Stored records
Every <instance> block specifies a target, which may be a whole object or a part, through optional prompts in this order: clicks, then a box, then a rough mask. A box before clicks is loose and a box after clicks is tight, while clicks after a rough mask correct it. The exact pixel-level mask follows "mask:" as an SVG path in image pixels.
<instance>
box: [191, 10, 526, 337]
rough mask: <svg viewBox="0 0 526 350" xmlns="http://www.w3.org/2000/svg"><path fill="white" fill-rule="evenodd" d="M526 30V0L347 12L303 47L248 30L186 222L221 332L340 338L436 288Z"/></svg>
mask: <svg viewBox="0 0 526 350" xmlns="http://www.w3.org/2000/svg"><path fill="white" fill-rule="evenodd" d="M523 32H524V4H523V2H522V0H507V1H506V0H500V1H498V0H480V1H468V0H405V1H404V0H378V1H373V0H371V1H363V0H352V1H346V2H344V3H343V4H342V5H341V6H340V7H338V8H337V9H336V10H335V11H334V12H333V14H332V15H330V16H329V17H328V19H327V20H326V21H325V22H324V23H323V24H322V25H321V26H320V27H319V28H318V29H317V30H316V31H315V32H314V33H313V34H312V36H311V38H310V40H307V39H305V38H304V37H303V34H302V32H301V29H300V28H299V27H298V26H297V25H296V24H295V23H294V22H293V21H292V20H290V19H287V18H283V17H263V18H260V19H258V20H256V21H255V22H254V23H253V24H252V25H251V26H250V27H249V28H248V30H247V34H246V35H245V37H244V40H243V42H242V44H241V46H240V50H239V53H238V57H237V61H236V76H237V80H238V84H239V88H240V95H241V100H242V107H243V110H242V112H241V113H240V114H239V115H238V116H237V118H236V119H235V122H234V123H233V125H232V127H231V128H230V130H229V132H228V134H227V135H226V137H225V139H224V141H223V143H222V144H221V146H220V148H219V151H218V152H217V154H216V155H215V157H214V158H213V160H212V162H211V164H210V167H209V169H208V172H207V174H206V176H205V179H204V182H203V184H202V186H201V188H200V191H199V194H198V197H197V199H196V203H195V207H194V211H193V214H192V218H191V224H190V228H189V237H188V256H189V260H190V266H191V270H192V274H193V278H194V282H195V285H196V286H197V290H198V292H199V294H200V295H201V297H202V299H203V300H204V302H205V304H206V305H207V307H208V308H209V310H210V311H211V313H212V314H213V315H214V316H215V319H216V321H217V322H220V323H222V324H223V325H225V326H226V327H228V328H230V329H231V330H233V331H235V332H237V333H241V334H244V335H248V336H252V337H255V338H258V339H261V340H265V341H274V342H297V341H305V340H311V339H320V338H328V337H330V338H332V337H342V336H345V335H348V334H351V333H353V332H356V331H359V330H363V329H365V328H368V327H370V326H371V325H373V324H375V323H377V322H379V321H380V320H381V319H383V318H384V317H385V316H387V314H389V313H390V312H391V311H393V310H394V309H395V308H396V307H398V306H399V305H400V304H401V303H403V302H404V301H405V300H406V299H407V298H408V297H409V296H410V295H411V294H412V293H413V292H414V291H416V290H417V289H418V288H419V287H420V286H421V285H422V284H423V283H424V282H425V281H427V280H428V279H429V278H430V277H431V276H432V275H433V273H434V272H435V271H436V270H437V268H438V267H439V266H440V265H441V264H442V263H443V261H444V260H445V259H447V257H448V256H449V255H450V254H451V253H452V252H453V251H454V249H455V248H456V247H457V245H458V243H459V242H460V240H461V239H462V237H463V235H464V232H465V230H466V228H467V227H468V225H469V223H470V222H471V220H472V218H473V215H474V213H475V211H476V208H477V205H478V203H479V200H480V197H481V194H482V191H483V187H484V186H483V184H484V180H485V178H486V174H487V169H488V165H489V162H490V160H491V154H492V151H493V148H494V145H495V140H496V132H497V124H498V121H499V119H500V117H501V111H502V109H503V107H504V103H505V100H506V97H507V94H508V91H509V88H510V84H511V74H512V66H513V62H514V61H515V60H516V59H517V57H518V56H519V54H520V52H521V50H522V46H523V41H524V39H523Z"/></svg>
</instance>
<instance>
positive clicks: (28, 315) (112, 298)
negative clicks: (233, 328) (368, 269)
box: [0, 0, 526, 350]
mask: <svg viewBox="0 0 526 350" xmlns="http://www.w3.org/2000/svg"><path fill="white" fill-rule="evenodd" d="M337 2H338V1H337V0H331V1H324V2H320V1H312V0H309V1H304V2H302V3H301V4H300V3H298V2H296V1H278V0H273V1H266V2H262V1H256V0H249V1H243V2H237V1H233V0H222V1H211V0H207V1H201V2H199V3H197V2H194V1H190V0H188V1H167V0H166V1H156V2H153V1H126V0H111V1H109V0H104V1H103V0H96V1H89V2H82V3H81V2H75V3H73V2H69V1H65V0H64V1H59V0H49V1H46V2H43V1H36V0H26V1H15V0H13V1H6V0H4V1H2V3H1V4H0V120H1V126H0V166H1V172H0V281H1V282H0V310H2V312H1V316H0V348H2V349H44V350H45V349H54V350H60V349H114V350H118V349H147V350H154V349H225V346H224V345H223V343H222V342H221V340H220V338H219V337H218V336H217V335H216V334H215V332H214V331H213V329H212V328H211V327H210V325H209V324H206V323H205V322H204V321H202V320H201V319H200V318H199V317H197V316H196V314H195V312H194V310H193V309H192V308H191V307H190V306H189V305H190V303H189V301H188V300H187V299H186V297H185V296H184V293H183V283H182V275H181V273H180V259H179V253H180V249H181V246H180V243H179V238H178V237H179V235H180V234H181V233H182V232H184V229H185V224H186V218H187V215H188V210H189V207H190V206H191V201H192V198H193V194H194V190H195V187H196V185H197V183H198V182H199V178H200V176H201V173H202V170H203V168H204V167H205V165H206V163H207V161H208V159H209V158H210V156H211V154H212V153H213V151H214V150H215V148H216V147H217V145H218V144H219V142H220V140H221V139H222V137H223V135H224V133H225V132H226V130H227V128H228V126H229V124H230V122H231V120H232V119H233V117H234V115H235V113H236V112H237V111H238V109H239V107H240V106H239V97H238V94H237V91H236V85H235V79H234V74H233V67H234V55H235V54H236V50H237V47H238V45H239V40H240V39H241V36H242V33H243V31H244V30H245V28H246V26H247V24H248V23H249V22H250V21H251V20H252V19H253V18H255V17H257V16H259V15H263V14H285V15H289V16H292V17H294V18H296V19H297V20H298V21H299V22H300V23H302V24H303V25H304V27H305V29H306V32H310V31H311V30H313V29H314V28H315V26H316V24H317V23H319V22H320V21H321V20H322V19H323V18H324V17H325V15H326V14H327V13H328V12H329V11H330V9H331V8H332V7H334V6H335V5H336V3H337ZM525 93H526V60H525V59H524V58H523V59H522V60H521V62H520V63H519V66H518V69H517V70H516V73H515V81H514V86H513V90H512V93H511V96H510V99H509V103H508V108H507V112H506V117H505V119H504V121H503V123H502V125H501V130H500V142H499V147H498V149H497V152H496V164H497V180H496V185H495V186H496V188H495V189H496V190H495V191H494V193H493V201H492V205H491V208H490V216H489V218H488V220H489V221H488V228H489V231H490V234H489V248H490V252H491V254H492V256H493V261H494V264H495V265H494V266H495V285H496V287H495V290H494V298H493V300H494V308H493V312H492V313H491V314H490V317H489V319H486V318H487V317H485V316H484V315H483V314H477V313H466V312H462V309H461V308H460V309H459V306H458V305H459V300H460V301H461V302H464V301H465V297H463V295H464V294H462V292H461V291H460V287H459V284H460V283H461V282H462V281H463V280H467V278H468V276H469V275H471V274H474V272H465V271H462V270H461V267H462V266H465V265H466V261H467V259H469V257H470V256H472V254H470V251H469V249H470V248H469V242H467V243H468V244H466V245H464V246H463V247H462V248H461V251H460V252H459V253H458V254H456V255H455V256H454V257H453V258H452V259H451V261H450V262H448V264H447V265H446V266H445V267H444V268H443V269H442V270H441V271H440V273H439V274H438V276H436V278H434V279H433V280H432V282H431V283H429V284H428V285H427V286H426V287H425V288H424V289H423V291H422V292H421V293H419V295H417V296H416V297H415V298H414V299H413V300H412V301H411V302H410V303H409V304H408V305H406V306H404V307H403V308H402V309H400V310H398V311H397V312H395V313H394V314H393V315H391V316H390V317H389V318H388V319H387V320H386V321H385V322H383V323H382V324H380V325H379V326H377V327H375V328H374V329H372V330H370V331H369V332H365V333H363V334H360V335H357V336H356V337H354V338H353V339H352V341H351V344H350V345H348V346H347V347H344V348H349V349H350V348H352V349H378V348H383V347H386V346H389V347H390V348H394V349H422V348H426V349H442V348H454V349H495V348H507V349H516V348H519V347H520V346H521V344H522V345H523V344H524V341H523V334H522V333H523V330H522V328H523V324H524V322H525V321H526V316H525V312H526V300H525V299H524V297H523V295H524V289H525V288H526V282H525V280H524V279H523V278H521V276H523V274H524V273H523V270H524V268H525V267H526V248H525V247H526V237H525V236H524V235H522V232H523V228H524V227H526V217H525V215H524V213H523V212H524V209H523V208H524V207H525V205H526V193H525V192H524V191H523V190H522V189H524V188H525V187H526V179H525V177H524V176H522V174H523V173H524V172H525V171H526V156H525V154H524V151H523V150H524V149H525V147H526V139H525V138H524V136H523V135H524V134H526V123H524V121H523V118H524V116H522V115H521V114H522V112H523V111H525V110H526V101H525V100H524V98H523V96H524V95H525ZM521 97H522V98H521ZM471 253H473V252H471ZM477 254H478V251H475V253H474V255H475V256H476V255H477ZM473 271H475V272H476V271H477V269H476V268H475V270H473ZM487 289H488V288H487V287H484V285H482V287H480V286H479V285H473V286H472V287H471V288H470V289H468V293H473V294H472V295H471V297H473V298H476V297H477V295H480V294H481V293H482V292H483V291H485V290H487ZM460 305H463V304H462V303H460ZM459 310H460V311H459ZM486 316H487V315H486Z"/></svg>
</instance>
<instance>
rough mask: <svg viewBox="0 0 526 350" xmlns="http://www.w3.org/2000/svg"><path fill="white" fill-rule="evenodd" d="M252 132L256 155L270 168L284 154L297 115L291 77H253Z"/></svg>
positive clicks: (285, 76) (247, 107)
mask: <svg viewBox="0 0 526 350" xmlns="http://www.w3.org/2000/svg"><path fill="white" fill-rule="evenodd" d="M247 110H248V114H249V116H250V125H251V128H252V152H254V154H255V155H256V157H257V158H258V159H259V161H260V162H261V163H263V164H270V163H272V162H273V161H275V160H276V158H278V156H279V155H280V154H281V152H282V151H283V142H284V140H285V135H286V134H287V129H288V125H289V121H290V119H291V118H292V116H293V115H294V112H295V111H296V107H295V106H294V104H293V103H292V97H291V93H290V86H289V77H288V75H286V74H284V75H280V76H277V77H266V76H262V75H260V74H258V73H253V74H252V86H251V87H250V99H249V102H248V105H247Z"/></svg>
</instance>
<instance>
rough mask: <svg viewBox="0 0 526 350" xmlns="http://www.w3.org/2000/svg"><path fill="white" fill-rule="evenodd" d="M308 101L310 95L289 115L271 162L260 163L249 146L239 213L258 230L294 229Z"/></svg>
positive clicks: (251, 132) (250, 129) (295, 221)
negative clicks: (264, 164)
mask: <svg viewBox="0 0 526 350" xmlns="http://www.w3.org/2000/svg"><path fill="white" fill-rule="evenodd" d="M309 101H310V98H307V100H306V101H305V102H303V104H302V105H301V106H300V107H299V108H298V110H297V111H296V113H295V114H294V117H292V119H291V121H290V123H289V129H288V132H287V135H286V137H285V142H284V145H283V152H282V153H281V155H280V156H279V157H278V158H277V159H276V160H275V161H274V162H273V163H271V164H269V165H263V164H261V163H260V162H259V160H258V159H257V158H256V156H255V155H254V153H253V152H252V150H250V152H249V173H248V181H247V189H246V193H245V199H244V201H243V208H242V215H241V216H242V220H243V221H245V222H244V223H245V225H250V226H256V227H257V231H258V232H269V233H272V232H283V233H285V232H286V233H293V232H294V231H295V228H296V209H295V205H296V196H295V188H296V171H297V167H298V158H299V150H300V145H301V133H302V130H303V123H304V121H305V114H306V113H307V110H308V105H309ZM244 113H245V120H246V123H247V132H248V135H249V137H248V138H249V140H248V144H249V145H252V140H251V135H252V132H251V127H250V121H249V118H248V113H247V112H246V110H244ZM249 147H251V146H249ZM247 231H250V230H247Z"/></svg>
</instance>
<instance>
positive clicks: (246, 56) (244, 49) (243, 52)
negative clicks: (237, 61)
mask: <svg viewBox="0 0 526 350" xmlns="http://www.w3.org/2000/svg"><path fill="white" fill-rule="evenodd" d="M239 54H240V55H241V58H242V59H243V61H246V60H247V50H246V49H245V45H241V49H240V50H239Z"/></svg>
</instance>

What to produce:
Please return every line from the first one in the records above down to the line containing "box: [191, 10, 526, 337]", including both, exactly as written and nothing more.

Written response:
Every <instance> block specifies a target, which may be a whole object or a part, through optional prompts in this order: clicks, then a box, then a rough mask. A box before clicks is loose and a box after clicks is tight, while clicks after a rough mask correct it. The exact pixel-level mask follows "mask:" as an SVG path in image pixels.
<instance>
box: [191, 10, 526, 337]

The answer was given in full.